The building that would become the National Exchange Hotel was originally built in 1856 by an architect with the surname of Todd for a dentist whose surname was Bicknell. The building originally consisted of three storefronts with rooms for rent above, all connected by common walls. Originally, the southern storefront was occupied by a store, the center by Bicknell, and the northern by a gun shop. The building's original name was Bicknell Block.

After a citywide fire in 1856 in which Bicknell Block was unharmed, the entirety of Bicknell Block was leased by Pearson and Healy, whose nearby United States Hotel had been destroyed. On August 20 1856, Pearson and Healy reopened the building as the National Exchange Hotel, which in addition to hotel service, also served as the city's center of communications and travel. It also was the site of California's first whipping post.

SUPPLIED MATERIAL:
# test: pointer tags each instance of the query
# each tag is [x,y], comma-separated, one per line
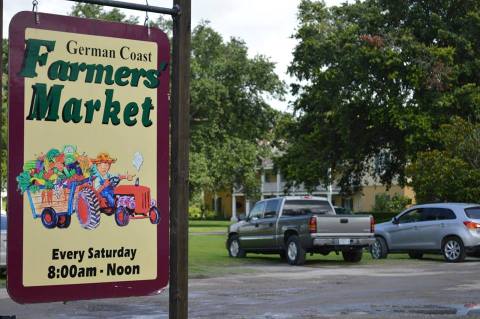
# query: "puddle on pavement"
[469,309]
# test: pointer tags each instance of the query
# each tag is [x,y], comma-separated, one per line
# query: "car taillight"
[471,225]
[312,225]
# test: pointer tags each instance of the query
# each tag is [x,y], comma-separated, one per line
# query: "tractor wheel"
[63,221]
[49,218]
[154,215]
[88,209]
[122,216]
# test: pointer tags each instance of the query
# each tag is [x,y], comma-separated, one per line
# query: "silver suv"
[452,229]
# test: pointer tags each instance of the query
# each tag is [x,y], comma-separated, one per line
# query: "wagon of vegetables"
[51,183]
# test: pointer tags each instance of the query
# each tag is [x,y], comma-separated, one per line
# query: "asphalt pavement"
[428,288]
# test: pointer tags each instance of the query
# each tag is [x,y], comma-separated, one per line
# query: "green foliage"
[385,203]
[194,212]
[376,80]
[229,115]
[93,11]
[451,173]
[230,120]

WHAT YOU WILL DO:
• A. List every personal surname that the National Exchange Hotel text mentions.
• B. Answer these questions from the National Exchange Hotel text:
(i) Who occupied the northern storefront at first?
(ii) What was the building's original name?
(iii) Which hotel belonging to Pearson and Healy had been destroyed?
• C. Reproduce the National Exchange Hotel text starting at the words "The building that" and ending after the words "first whipping post.".

RESPONSES FOR EACH TASK:
• A. Todd, Bicknell, Pearson, Healy

• B.
(i) A gun shop.
(ii) Bicknell Block.
(iii) The United States Hotel.

• C.
The building that would become the National Exchange Hotel was originally built in 1856 by an architect with the surname of Todd for a dentist whose surname was Bicknell. The building originally consisted of three storefronts with rooms for rent above, all connected by common walls. Originally, the southern storefront was occupied by a store, the center by Bicknell, and the northern by a gun shop. The building's original name was Bicknell Block.

After a citywide fire in 1856 in which Bicknell Block was unharmed, the entirety of Bicknell Block was leased by Pearson and Healy, whose nearby United States Hotel had been destroyed. On August 20 1856, Pearson and Healy reopened the building as the National Exchange Hotel, which in addition to hotel service, also served as the city's center of communications and travel. It also was the site of California's first whipping post.